Every record should be written out exactly, with the pictures left out.

Data:
▽

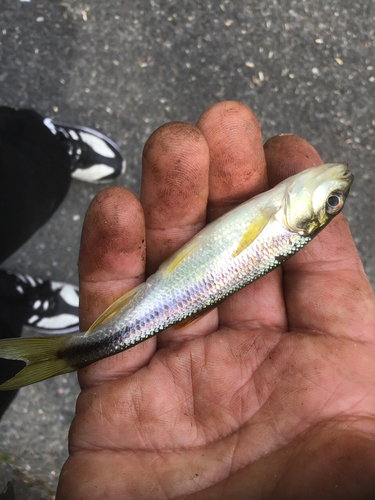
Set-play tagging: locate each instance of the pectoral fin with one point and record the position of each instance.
(256, 226)
(113, 309)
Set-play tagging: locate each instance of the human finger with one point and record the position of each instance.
(111, 262)
(326, 289)
(174, 196)
(237, 173)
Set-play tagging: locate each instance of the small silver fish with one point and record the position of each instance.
(231, 252)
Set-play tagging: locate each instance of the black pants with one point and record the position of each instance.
(34, 179)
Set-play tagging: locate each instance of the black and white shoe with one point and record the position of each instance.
(94, 157)
(51, 306)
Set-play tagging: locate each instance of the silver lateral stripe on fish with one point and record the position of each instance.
(236, 249)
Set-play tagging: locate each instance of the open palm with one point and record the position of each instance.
(272, 395)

△

Written answer:
Set-play tagging: locate each instance of the pectoral fin with one point and record the position of each instance.
(256, 226)
(113, 309)
Set-play tagging: locate each instance of the human finger with one point and record the position of each instance.
(111, 262)
(326, 289)
(174, 196)
(237, 173)
Set-play tagging: locate each instance of the small silver fish with one point and record the position of each instance.
(231, 252)
Set-play tagging: locate each instance of the black pants with one point and record the position of each instance.
(34, 179)
Set-play tagging: locate each instance of the black and white shoe with one point and record the position of each instance.
(94, 157)
(51, 306)
Set-play tagging: locate each instance of the silver lateral stripe on fish with one point and record the position of each instance.
(236, 249)
Set-play tagging: locate each instance of the open palm with one point and record the position of each instance.
(272, 395)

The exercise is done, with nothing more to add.